● Text excerpt
# # #

Thursday 4 November 2010

Movie Review: Couples Retreat (2009)


Four couples head for a vacation resort specializing in relationship therapy and mending; they discover more about themselves than they cared to know. Couples Retreat is a generally enjoyable modern couplehood comedy, sabotaged by an ending that is in equal measures lame and rushed.

Dave (Vince Vaughn) and his wife Ronnie (Malin Akerman) seem to have a steady marriage, but they discover that they are living almost separate lives. Joey (Jon Favreau) and Lucy (Kristin Davis) have long since stopped being intimate, and generally cannot stand being with each other. Jason (Jason Bateman) and Cynthia (Kristen Bell) are ready to get a divorce, their marriage strained to the breaking point by their inability to conceive. And Shane (Faizon Love) recently did divorce after a long marriage, and is in a new relationship with a 20 year old from an entirely different generation.

# # #

● About this exercise
In the Couples Retreat review:
(a) How many couples head for the vacation resort?
(b) Which actor plays Dave?
(c) What has strained Jason and Cynthia's marriage to the breaking point?
Rely only on the review for what comes next.

# # #

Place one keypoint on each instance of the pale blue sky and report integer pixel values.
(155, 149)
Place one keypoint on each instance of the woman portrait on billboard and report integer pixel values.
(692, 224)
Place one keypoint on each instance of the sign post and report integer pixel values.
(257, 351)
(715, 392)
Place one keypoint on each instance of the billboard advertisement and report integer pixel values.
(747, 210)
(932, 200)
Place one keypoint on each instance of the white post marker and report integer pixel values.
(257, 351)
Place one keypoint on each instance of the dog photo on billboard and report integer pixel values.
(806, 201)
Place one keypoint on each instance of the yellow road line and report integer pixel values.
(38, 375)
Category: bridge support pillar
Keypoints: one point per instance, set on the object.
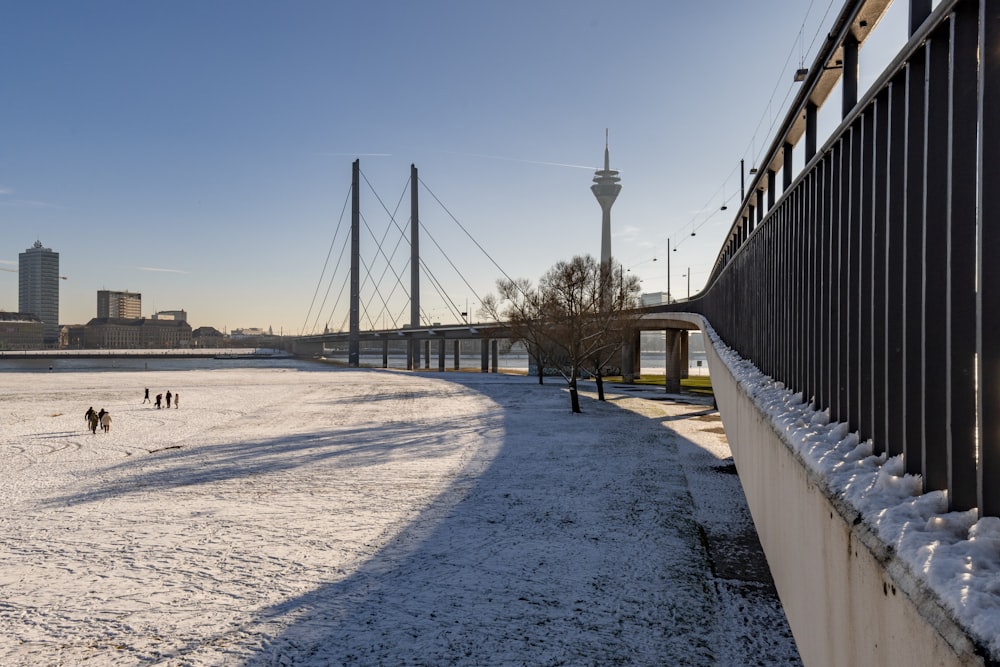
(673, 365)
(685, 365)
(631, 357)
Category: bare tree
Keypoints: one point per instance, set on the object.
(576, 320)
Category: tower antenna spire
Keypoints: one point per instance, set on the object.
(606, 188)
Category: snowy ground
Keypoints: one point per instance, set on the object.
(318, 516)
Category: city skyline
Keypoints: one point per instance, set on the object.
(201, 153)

# # #

● Solution to the problem
(a) Four
(b) Vince Vaughn
(c) Their inability to conceive